• [Stored records]:
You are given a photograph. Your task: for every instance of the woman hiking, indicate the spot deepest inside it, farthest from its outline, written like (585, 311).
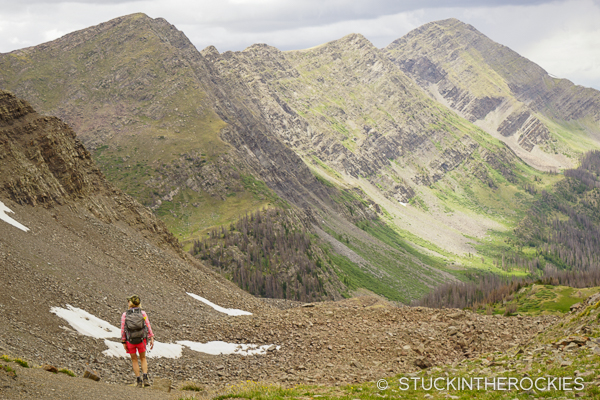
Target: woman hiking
(135, 328)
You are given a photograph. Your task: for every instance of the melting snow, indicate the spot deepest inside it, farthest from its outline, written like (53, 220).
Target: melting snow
(228, 311)
(4, 217)
(90, 325)
(87, 324)
(218, 347)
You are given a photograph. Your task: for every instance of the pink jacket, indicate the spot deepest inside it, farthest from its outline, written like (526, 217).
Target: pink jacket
(123, 336)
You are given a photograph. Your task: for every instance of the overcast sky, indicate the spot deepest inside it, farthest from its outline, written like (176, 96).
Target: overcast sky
(561, 36)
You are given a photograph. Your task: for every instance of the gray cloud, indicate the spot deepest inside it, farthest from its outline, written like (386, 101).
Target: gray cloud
(547, 32)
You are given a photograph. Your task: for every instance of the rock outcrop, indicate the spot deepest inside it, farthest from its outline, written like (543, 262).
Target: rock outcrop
(496, 88)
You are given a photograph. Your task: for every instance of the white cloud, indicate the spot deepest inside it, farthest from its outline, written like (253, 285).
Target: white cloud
(535, 29)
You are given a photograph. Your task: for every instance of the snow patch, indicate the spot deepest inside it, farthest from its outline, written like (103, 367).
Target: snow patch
(218, 347)
(90, 325)
(228, 311)
(6, 218)
(86, 323)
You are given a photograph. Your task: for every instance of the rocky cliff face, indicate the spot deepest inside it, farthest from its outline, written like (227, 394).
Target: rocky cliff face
(507, 95)
(344, 131)
(44, 164)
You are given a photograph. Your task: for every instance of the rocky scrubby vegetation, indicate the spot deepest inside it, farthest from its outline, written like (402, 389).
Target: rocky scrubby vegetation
(271, 253)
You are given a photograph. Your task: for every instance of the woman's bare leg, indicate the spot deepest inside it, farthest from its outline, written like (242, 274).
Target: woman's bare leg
(136, 367)
(144, 362)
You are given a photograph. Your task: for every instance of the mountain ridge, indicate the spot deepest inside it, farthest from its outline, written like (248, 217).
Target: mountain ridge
(340, 132)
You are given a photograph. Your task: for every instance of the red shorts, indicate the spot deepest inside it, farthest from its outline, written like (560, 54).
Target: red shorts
(140, 347)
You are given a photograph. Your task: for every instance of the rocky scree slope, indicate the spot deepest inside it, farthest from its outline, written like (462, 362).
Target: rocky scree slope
(182, 131)
(507, 95)
(159, 120)
(87, 250)
(339, 129)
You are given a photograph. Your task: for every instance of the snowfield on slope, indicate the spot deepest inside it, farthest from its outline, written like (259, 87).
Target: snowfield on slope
(6, 218)
(228, 311)
(89, 325)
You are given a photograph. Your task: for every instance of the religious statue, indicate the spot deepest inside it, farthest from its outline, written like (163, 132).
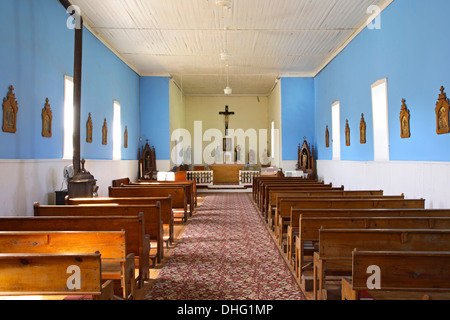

• [Task prompt]:
Turn every one of the items above into a numbered list of their lines, skipping any blank lines and leaving out the pictures.

• [Response to the task]:
1. You are given a photograph. Your task: for every instance of the woman hiking, indicate the spot deepest inside it, farthest from its outline, written like (585, 311).
2. Target: woman hiking
3. (135, 328)
4. You are given a photograph. Your task: for every instance of the melting snow, indicate the spot deepest inside it, farthest from its outline, written like (53, 220).
5. Target: melting snow
6. (228, 311)
7. (4, 217)
8. (90, 325)
9. (87, 324)
10. (218, 347)
11. You are given a photograph. Your task: for every instance of the pink jacket, indicate the spot deepest inside it, farthest from its outline, written like (526, 217).
12. Target: pink jacket
13. (123, 336)
14. You are given a photograph. Your task: for every instance of the overcast sky, indicate the spot deepest inside it, farthest from its outline, written like (176, 96).
15. Target: overcast sky
16. (561, 36)
17. You are given a photograph. Your task: for every instance of the gray cloud, indicate the spot deepest inside it, farthest from its outline, written like (386, 101).
18. Target: gray cloud
19. (547, 32)
20. You are given a photograph. Your task: for every instance of the rock outcrop, indicate the spot deepest inside it, farthest from its outline, written like (543, 262).
21. Target: rock outcrop
22. (496, 88)
23. You are given a photograph. Your task: for every instance of the white cloud, indicate the spot deepest inside it, farthest from its outline, written like (253, 285).
24. Target: white cloud
25. (535, 29)
26. You are given a photograph. Your task: for every instance of the snow patch, indicate the spot deepest inside it, farthest from its outline, written like (103, 367).
27. Target: snow patch
28. (218, 347)
29. (90, 325)
30. (228, 311)
31. (6, 218)
32. (86, 323)
33. You are given a photograph. Your task: for every instance of the rocky cliff face, indicate the spot deepest inside it, farthest from its outline, written like (227, 394).
34. Target: rocky cliff face
35. (507, 95)
36. (344, 131)
37. (44, 164)
38. You are given a photograph. Your task: for every instance of the rocky scrubby vegetation, indicate the spot deepest inside it, farthest from its outline, written like (402, 389).
39. Target: rocky scrubby vegetation
40. (271, 253)
41. You are given a photograph. Your task: for every instance of the woman's bare leg, indicate the spot deepest inside it, farthest from its outline, written like (242, 274).
42. Target: woman's bare leg
43. (136, 367)
44. (144, 362)
45. You are given a photograph. Your task: for every instance of the mountain ridge, indicate the spot deepest inside it, farthest from its outline, written like (248, 217).
46. Target: mountain ridge
47. (340, 132)
48. You are given a photograph. Your task: for every instance of the red shorts, indicate the spot deepest inside it, farthest from its outline, written like (560, 54).
49. Target: red shorts
50. (140, 347)
51. You are given a photograph. Your task: for every instance of the rocky scree slope, indicate the spot deepest inside it, farthest from its outline, written like (462, 362).
52. Target: rocky scree slope
53. (182, 131)
54. (507, 95)
55. (159, 120)
56. (87, 250)
57. (339, 129)
58. You are given a photograph. Your task: for every instance of the snowfield on slope, indicate the spot deepest inside it, farthest from its outline, written like (259, 87).
59. Target: snowfield on slope
60. (6, 218)
61. (228, 311)
62. (89, 325)
63. You are given a photograph. Your task: for every instance of the religious statue, indicate the spot deepest inside it, farthest from its outline, written like (163, 132).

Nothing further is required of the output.